• Source extract:
::::

Stylist’s beauty editor Lucy Partington lives the sustainable tropical dream at Zuri Zanzibar.
Tropical islands are my thing. It’s my goal in life to visit as many as financially possible. I love how far removed they are from my hectic London life and how zen they make me feel. I crave blue skies, palm trees, sunshine, the works – and now I’m off to Zanzibar, a destination I’ve been keen to visit since I discovered that it was an actual place, not just a grimy nightclub in Leicester.
The thing with tropical islands, though, is they’re never easy to get to. Zanzibar is approximately 50km off the coast of mainland Tanzania, and by the time I arrive at what must be the world’s smallest – and most chaotic – airport, it’s around 18 hours since I left Heathrow. After another two hours driving north through small villages, we turn left down an unpaved mud track. It feels like I’m arriving at Hogwarts for the first time: I have no idea what awaits me, but as we drive through the ornate wooden gates of Zuri Zanzibar, I realise all that travelling has been worth it.
The resort is situated on the far north-western shores of Kendwa, a village on the island of Unguja, which, to save confusion, is usually referred to as Zanzibar because it’s the largest and most populated island in the Zanzibar Archipelago. Made up of 55 eco-friendly bungalows, villas and suites, each one is perfectly placed along a sunset-facing cliff. At the bottom lies 300 metres of private beach, the silky white sand and Indian Ocean perfectly juxtaposed against the hotel’s impressive flora. If the sea isn’t your thing, there’s also a 32-metre infinity pool that overlooks the ocean and makes for the perfect #paradise Instagram shot.
There’s a veritable jungle of plants across the hotel site (even a horticulturalist would struggle with all the names), palm trees (is it even a tropical island without them?) and exotic hedges all dappled in the mid-afternoon sunlight. As soon as I take my first sip of freshly made lemonade, I let out an audible sigh of relief. I’m definitely not in London anymore, Toto.
Stepping through the door of my bungalow, it is immediately obvious that sustainability is at the heart of Zuri. The striking dark wood feels luxe, but everything – including the carved wooden door, thatched roof and the hammock on the balcony – has been made from natural or locally sourced materials from all over the island. There’s automatic lighting to minimise energy usage, while regular air conditioning units have been shunned in favour of an ‘Evening Breeze’ system that works to create a microclimate around your bed. Not only does it use 75% less energy because it doesn’t cool the entire room, it also incorporates oxygen from the outside to help promote healthy sleep.

::::

Write the next part of the travel piece about staying at Zuri Zanzibar, starting after its last sentence. The rows that come next have no connection to the travel piece on Zuri Zanzibar.

::::

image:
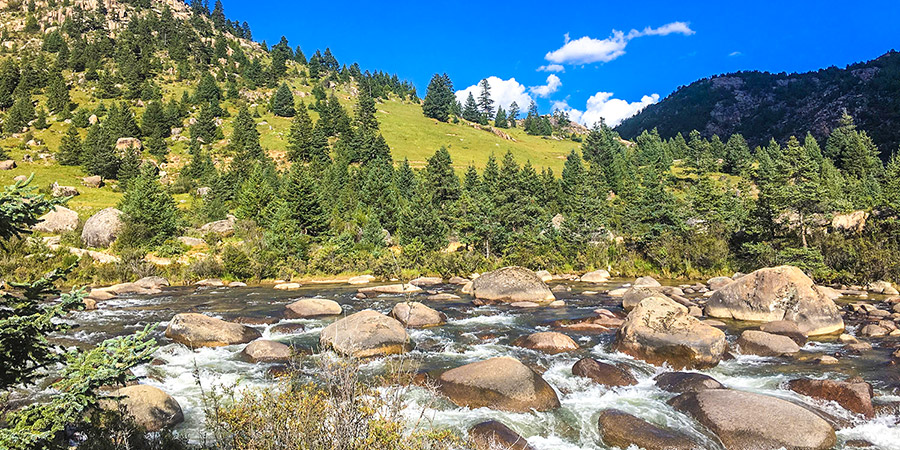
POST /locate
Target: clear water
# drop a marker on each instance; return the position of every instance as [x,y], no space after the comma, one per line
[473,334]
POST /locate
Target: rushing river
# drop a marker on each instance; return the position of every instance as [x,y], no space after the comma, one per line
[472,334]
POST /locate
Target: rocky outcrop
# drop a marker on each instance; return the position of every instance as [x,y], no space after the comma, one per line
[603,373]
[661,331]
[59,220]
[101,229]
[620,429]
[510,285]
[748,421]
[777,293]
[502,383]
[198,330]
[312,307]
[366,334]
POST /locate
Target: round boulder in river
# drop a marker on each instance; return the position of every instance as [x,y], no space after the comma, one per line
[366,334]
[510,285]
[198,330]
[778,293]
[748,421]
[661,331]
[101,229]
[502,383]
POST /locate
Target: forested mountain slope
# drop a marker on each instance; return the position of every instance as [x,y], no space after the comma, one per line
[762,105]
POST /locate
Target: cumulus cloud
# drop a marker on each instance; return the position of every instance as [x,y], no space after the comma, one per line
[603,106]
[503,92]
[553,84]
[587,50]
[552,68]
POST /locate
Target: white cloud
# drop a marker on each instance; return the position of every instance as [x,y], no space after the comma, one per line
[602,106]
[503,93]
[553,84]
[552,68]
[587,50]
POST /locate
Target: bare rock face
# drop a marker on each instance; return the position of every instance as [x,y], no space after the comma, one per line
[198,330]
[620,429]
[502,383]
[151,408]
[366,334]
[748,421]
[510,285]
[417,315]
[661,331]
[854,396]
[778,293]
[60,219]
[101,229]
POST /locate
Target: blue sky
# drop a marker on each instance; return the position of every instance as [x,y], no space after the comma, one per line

::::

• Answer:
The resort is also committed to cutting down on single-use plastic – drinks come with natural straws and reusable glass water bottles are on offer. There’s even a desalination plant that the hotel uses to make its own ‘homemade water’ sourced from the ocean and purified so that it’s safe to drink. There is no waste – everything is reused, recycled or returned to the gardens.
But there’s much more to Zuri than its eco-friendly design and sustainability credentials. Not long after a sunrise meditation class on the beach, I climb into a traditional dhow boat and we set sail, gently bouncing along the waves for an hour before we arrive at the perfect snorkelling spot. There’s nobody else around so it’s just us, the boat and an ocean swarming with fish and coral. Truly, there is no better feeling than the freedom of floating around in crystal clear water, admiring the life that thrives below the surface.
After finding Nemo and pals, we head back to dry land in time to have a – slightly ironic – seafood feast in a private beach cabana. I eat prawns bigger than my head, barbecued lobster, local white fish and the freshest, most delicious-looking salads I’ve ever laid my eyes on (I’ve never said that about a salad before) while listening to the waves crash against the shore. If it sounds indulgent, that’s because it is. Throughout my stay, I sample a contemporary fusion of African, Indian, Arabian and European cuisines at the three bistros – Upendo, Bahari Grill & Bar and my favourite, the poolside Maisha, where you can dine on Middle Eastern cuisine under a grand wooden pergola.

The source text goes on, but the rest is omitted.